**EXTRAIT CHOISI:**
* * * * * * *

Le discours sur la guerre entre les États-Unis et l’Iran n’est qu’un tissu de balivernes


Par M.K. Bhadrakumar, 26 mars 2025

L’envoyé spécial des États-Unis pour le Moyen-Orient, Steve Witkoff, a révélé que Téhéran avait établi des contacts par voie détournée à la suite d’une lettre récente du président Trump adressée au guide suprême iranien, l’ayatollah Ali Khamenei, suggérant des pourparlers.

L’air est chargé de pronostics selon lesquels une confrontation militaire entre les États-Unis et l’Iran n’est plus qu’une question de temps. Si l’on se réfère à l’évolution de ce type d’alarmisme au cours des dernières décennies, les compétences israéliennes en matière de gestion des médias sont évidentes. Il y a un sentiment de déjà vu. Bien sûr, c’est là que réside le risque d’erreurs de calcul de la part des protagonistes, mais il est peu probable que cela se produise.

Les États de la région ne sont pas prêts à s’engager dans une conflagration militaire dans la région du Golfe. L’ancien front anti-iranien dirigé par les États-Unis s’est effiloché à la suite de l’évolution des politiques iranienne et saoudienne vers la réconciliation et l’amitié et de l’affichage de l’autonomie stratégique par les pays qui restent encore des alliés proches des États-Unis (en particulier l’Arabie saoudite, les Émirats arabes unis, le Qatar…).

* * * * * * *

**EXERCICE A:** Dans les entrées, recopiez les lignes allant du début jusqu'à la ligne contenant « [[[455,229],[506,229],[504,137],[455,139]]] » incluse, en remplaçant « painting frame » par « artwork frame » sans rien modifier d'autre.

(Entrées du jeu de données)
* * * * * * *

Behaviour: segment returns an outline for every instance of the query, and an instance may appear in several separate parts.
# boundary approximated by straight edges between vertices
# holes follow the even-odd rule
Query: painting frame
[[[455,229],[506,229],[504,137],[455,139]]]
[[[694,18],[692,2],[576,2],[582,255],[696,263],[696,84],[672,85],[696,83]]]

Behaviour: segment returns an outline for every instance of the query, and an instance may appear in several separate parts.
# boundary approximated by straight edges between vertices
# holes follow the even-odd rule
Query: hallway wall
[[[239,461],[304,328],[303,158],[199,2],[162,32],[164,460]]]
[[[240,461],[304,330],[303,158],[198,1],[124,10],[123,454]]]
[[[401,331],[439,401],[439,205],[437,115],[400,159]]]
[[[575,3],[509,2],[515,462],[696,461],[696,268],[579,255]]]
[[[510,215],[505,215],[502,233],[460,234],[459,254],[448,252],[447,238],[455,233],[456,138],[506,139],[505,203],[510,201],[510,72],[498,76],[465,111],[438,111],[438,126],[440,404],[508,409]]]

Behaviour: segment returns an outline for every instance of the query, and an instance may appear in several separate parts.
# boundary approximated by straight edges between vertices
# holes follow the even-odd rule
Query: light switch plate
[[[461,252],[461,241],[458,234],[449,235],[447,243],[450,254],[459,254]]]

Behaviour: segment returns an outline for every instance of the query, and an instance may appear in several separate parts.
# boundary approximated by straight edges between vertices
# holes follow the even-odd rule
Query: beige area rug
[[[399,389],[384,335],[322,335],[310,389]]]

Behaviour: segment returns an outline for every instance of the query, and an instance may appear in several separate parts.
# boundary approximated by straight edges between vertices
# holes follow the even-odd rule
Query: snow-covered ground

* * * * * * *

**EXERCICE B:**
Répondez aux questions suivantes d'après l'extrait choisi.
(i) Quelle fonction occupe Steve Witkoff ?
(ii) À qui était adressée la lettre récente du président Trump ?
(iii) Quels pays sont cités en particulier parmi les alliés proches des États-Unis ?

**CORRIGÉ A:**
Behaviour: segment returns an outline for every instance of the query, and an instance may appear in several separate parts.
# boundary approximated by straight edges between vertices
# holes follow the even-odd rule
Query: artwork frame
[[[455,229],[506,229],[504,137],[455,139]]]

**CORRIGÉ B:**
(i) Il est l'envoyé spécial des États-Unis pour le Moyen-Orient.
(ii) Elle était adressée au guide suprême iranien, l'ayatollah Ali Khamenei.
(iii) L'Arabie saoudite, les Émirats arabes unis et le Qatar.